━━━ Provided data ━━━
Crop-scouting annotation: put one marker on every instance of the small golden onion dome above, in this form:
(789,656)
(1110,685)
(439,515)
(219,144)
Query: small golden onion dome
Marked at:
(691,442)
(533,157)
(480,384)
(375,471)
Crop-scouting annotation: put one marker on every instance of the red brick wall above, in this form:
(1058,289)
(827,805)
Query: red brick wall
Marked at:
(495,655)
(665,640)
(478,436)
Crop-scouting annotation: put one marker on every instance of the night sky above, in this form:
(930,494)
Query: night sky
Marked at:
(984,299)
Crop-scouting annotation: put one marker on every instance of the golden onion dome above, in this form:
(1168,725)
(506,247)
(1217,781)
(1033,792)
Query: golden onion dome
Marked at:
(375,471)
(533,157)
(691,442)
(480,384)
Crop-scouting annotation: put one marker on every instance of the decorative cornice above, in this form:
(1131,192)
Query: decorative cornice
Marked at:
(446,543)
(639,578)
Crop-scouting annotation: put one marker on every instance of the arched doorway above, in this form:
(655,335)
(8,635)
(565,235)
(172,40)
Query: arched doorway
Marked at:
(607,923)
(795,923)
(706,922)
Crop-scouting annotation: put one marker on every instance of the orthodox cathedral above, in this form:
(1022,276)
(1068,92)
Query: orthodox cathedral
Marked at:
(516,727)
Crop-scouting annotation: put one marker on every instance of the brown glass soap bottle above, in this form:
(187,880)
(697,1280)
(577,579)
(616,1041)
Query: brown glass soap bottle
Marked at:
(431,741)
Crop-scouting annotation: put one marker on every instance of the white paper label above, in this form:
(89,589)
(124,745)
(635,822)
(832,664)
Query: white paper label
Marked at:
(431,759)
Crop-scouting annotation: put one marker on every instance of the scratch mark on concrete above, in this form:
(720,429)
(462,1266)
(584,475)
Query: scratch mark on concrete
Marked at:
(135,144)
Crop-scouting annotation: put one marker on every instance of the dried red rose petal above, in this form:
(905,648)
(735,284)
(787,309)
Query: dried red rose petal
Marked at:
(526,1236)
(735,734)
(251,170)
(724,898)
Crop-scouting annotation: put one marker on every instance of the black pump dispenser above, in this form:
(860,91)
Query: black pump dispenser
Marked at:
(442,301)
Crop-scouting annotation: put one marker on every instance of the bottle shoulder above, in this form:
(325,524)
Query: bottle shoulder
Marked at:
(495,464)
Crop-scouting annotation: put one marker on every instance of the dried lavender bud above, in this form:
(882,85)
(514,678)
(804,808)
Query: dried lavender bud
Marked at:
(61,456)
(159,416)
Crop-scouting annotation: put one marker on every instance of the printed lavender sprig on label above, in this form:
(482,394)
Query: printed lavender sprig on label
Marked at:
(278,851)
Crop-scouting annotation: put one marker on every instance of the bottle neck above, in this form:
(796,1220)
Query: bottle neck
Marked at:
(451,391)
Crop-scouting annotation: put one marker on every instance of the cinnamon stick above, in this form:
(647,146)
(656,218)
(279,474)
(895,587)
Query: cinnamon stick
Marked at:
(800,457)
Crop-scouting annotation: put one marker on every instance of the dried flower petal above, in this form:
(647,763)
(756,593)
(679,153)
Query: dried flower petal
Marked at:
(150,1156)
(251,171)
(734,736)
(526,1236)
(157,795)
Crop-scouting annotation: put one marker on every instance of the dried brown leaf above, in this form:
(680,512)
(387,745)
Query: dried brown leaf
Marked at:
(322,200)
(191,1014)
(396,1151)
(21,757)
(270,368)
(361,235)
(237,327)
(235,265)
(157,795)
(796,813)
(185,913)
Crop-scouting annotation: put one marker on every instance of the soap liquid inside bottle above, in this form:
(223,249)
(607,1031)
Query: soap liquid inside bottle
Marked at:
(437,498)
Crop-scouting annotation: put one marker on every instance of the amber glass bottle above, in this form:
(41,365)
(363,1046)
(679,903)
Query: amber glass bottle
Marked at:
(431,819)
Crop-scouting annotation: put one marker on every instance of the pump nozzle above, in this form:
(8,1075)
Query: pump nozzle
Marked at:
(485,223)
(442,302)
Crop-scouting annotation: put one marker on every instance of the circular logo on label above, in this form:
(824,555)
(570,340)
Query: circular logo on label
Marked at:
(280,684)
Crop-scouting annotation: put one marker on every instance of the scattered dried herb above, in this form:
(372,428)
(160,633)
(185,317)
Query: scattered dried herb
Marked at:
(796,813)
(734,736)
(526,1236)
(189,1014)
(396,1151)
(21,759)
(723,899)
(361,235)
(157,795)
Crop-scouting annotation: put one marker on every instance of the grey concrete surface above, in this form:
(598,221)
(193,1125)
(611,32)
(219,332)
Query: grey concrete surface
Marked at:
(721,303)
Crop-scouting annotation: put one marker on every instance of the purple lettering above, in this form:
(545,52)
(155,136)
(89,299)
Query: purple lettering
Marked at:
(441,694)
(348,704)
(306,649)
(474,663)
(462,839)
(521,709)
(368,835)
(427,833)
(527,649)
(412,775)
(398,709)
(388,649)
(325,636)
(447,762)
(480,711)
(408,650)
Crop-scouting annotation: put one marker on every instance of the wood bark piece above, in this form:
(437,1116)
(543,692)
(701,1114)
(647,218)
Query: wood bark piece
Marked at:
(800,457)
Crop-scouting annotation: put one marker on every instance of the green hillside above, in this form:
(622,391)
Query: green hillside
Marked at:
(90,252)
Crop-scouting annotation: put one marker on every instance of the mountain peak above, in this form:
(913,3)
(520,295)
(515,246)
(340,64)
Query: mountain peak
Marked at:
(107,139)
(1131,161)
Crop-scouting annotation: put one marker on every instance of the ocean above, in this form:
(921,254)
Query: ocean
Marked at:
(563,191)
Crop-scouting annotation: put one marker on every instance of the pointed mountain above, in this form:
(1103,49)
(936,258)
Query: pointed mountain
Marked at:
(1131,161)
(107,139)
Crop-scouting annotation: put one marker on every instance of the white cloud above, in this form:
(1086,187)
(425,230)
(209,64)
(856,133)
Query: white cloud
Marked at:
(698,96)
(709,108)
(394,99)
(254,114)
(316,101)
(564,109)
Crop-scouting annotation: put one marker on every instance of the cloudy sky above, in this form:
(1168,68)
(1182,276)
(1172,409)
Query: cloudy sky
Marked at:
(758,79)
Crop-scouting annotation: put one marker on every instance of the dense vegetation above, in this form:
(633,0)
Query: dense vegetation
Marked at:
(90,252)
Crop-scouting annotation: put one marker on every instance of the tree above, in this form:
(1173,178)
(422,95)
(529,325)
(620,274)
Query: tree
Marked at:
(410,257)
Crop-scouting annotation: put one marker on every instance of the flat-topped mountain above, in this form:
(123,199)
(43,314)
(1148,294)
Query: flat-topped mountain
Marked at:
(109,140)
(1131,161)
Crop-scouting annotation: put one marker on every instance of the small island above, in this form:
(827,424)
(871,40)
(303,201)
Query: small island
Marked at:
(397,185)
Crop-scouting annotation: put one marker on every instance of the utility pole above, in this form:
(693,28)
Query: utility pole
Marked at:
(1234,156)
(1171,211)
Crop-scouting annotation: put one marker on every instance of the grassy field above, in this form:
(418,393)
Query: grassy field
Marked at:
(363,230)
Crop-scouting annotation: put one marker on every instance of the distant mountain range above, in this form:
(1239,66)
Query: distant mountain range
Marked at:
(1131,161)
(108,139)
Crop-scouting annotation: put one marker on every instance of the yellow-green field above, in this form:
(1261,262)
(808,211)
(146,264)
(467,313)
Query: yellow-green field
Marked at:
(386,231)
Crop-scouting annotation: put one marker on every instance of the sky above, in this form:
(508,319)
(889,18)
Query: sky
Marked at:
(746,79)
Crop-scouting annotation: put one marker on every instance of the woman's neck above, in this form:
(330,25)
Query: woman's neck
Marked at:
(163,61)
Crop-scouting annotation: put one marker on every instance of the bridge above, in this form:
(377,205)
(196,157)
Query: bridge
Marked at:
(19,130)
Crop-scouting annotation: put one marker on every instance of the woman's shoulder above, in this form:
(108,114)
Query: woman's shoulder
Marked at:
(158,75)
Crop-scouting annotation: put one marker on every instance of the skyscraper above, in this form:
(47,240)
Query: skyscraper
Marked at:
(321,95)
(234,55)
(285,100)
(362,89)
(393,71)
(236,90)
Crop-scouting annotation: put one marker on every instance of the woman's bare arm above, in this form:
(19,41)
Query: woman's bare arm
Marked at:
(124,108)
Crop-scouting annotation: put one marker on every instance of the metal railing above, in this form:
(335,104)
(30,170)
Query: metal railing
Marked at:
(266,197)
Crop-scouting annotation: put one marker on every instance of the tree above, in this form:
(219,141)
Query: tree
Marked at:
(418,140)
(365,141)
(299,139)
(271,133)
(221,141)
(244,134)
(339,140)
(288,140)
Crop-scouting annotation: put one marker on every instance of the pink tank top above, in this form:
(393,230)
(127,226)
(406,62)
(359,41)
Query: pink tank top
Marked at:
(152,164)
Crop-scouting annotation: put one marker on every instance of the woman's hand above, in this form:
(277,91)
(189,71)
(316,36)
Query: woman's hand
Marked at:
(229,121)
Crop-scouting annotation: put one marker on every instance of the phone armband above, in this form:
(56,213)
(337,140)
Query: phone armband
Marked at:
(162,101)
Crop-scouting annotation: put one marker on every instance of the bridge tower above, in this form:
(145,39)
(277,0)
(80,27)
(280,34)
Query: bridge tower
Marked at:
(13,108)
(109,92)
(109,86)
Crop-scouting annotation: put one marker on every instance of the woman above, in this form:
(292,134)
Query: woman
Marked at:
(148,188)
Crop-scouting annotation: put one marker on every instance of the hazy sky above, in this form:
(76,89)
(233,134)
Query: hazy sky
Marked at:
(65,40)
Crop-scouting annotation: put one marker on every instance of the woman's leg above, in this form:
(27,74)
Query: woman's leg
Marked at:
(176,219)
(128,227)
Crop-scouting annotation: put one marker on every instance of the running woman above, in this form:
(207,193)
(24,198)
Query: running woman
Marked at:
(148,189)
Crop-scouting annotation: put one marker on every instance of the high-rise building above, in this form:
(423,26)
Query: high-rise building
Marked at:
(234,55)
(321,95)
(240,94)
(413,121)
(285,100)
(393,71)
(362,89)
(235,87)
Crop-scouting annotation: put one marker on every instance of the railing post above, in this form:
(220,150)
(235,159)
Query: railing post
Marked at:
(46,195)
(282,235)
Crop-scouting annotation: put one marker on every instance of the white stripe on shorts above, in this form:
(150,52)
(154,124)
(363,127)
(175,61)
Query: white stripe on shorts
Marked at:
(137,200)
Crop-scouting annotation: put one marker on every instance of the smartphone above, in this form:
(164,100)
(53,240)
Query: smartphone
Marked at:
━━━
▶ **Exercise prompt**: Beginning at the line containing "of the railing", repeat each line exactly through the last line of the entries, and include no other lines.

▶ **Complete response**:
Crop-scouting annotation: put one marker on every instance of the railing post above, in this form:
(220,150)
(235,159)
Query: railing post
Marked at:
(46,195)
(282,235)
Crop-scouting annotation: put one marker on every instance of the white stripe on shorts above, in this form:
(150,52)
(154,124)
(363,127)
(175,61)
Query: white stripe on shorts
Marked at:
(137,200)
Crop-scouting annotation: put one marker on every instance of the smartphone above, in this form:
(164,100)
(53,240)
Query: smartphone
Marked at:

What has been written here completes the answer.